- _Problem_
Repeat exactly each line of the data provided below.

(Records excerpted from a collection)
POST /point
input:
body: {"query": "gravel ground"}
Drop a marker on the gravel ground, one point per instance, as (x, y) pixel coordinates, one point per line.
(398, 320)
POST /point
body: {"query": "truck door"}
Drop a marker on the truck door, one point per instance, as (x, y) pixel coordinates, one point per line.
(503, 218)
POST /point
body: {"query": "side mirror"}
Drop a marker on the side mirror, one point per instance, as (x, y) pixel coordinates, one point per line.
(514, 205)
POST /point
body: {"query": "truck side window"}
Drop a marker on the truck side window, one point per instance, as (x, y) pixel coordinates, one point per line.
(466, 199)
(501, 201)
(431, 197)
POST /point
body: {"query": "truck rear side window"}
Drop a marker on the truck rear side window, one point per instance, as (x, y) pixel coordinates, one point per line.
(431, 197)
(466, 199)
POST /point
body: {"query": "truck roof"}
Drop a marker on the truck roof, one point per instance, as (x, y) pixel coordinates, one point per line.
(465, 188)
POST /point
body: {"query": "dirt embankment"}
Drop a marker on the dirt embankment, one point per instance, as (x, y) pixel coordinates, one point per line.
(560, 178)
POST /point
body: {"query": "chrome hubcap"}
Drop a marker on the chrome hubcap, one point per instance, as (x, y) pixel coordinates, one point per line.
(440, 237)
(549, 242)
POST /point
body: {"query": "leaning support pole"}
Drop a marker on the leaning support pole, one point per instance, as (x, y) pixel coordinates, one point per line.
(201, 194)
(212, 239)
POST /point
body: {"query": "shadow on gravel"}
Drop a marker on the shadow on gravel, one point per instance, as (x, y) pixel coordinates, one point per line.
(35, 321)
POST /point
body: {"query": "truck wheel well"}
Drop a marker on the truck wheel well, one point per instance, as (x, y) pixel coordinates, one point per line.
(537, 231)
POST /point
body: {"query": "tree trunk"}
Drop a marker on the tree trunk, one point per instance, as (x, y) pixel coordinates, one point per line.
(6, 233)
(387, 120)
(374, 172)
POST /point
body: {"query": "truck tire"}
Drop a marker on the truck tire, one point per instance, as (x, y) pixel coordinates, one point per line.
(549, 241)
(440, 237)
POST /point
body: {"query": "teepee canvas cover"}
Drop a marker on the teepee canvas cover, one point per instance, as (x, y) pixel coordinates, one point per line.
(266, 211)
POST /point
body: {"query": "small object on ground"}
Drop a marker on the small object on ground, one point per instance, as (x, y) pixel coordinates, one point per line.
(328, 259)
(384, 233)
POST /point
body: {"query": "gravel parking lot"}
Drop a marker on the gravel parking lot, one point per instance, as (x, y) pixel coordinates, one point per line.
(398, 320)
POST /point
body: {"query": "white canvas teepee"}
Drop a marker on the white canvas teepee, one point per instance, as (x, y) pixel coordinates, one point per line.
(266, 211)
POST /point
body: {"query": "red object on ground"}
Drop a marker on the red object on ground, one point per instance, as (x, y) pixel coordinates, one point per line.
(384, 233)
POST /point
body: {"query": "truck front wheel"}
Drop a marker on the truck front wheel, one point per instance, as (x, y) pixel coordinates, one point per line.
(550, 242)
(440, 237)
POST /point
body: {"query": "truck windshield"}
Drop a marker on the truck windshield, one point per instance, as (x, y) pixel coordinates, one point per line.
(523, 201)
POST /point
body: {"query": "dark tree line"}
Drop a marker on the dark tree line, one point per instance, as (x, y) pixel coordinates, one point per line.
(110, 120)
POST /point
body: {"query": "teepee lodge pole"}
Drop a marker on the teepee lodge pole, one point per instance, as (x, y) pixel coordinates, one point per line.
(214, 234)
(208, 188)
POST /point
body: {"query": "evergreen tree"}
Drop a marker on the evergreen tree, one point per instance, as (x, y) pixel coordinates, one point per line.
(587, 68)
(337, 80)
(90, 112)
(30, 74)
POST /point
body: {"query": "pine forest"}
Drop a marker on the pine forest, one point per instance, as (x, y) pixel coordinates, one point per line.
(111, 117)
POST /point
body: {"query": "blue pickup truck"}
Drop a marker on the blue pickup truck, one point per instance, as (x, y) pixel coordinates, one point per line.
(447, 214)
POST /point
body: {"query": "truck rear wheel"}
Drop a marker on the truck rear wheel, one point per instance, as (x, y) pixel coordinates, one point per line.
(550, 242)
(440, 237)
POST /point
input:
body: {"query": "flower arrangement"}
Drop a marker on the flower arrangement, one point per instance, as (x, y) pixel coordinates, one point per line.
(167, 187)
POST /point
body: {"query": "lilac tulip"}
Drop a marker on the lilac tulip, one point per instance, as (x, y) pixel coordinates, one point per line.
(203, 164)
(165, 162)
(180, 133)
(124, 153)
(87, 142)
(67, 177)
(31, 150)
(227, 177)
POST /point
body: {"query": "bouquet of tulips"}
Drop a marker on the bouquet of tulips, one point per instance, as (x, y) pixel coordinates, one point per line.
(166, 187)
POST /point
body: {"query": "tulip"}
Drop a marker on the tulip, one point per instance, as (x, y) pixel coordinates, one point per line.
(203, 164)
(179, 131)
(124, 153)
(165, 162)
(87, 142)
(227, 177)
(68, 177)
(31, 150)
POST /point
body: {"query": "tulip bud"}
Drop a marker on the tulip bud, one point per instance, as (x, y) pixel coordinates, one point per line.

- _Answer for this exercise_
POST /point
input:
body: {"query": "gravel ground"}
Drop a marker on the gravel ground, one point per instance, as (x, y) pixel coordinates, one point per line.
(398, 320)
POST /point
body: {"query": "truck door"}
Drop a marker on the truck door, one point per instance, as (x, y) pixel coordinates, one point per line.
(503, 218)
POST /point
body: {"query": "side mirror"}
Drop a marker on the side mirror, one point per instance, as (x, y) pixel coordinates, one point per line.
(514, 205)
POST /point
body: {"query": "truck side window"}
Drop a marker on the truck side window, one point per instance, as (x, y) pixel coordinates, one point per line.
(466, 199)
(501, 201)
(431, 197)
POST /point
body: {"query": "truck rear side window"}
Drop a marker on the truck rear side window, one point per instance, as (x, y) pixel coordinates, one point per line.
(431, 197)
(466, 199)
POST /point
body: {"query": "truck roof"}
Drop a marker on the truck roof, one point per instance, as (x, y) pixel coordinates, one point per line.
(465, 188)
POST /point
body: {"query": "dirt embankment"}
Drop a marker on the dirt embankment, one point per instance, as (x, y) pixel coordinates, one point per line.
(560, 178)
POST /point
body: {"query": "chrome hubcap"}
Drop a marker on the chrome hubcap, one point per instance, as (x, y) pixel coordinates, one point per line.
(440, 237)
(549, 242)
POST /point
body: {"query": "leaning support pole"}
Drop a marker on the leaning support pole, one point per instance, as (x, y) pixel coordinates, one point per line.
(201, 194)
(212, 239)
POST /point
body: {"query": "shadow on gravel"}
Drop a marker on the shadow on gravel, one point per instance, as (x, y) pixel coordinates, one point per line.
(35, 321)
POST /point
body: {"query": "truck wheel well"}
Drop a marker on the truck wheel well, one point per instance, as (x, y) pixel coordinates, one point per line.
(537, 231)
POST /point
body: {"query": "tree trunk"}
Drop a marker on the tree trunk, one point per instance, as (x, y) pixel coordinates, one point per line.
(6, 233)
(387, 120)
(374, 172)
POST /point
body: {"query": "truck tire"}
Drop a marker on the truck tire, one point per instance, as (x, y) pixel coordinates, one point per line.
(549, 241)
(440, 237)
POST /point
body: {"query": "teepee canvas cover"}
Drop a marker on the teepee canvas cover, one point per instance, as (x, y) pixel coordinates, one point per line.
(266, 211)
POST /point
body: {"query": "small object on ground"}
Drop a marker on the small object on ground, one point per instance, as (x, y) pixel coordinates, one point per line.
(328, 259)
(384, 233)
POST /point
body: {"query": "gravel parking lot"}
Drop a marker on the gravel parking lot, one point per instance, as (x, y) pixel coordinates, one point per line.
(398, 320)
POST /point
body: {"query": "white canvas teepee"}
Drop a marker on the white canvas teepee, one point per instance, as (x, y) pixel coordinates, one point per line.
(266, 211)
POST /point
body: {"query": "red object on ground"}
Drop a marker on the red object on ground, one point per instance, as (x, y) pixel coordinates, one point per line.
(384, 233)
POST /point
body: {"query": "truck front wheel"}
Drop a marker on the truck front wheel, one point per instance, as (x, y) pixel coordinates, one point per line.
(550, 242)
(440, 237)
POST /point
body: {"query": "truck windshield"}
Drop a marker on the truck windshield, one point per instance, as (x, y) pixel coordinates, one point per line.
(523, 201)
POST /point
body: {"query": "dark tree line"}
Drop a marker on the dark tree line, one point per instance, as (x, y) pixel coordinates, one point per line.
(110, 120)
POST /point
body: {"query": "teepee lodge pole"}
Drop a marker on the teepee lodge pole, one point per instance, as (x, y) pixel coordinates, one point per line.
(214, 234)
(208, 188)
POST /point
body: {"query": "evergreen tree"}
Drop a marker on the evergreen tree, one point per instance, as (x, y) pixel coordinates, one point per line.
(587, 68)
(337, 80)
(90, 112)
(30, 74)
POST /point
body: {"query": "pine forest"}
Drop a marker on the pine forest, one point per instance, as (x, y) pixel coordinates, one point per line.
(111, 117)
POST /point
body: {"query": "blue pickup truck"}
Drop a marker on the blue pickup truck, one point per instance, as (x, y) pixel coordinates, one point per line.
(447, 214)
POST /point
body: {"query": "truck rear wheel"}
Drop a marker on the truck rear wheel, one point per instance, as (x, y) pixel coordinates, one point per line.
(550, 242)
(440, 237)
POST /point
input:
body: {"query": "flower arrangement"}
Drop a marker on the flower arrangement, one point per instance, as (x, y) pixel coordinates, one point per line.
(167, 187)
POST /point
body: {"query": "lilac tulip"}
Drop a marker on the lilac tulip, one point per instance, as (x, y) pixel coordinates, one point per line.
(203, 164)
(165, 162)
(180, 133)
(124, 153)
(87, 142)
(67, 177)
(31, 150)
(227, 177)
POST /point
body: {"query": "bouquet of tulips"}
Drop a marker on the bouquet of tulips, one point per instance, as (x, y) pixel coordinates, one point per line.
(166, 187)
POST /point
body: {"query": "tulip"}
Drop a marker on the tulip, one point per instance, as (x, y) pixel coordinates, one point per line.
(203, 164)
(179, 131)
(124, 153)
(165, 162)
(87, 142)
(227, 177)
(68, 177)
(31, 150)
POST /point
body: {"query": "tulip bud"}
Drop a marker on the tulip bud, one point per instance, as (x, y) pixel coordinates, one point per line.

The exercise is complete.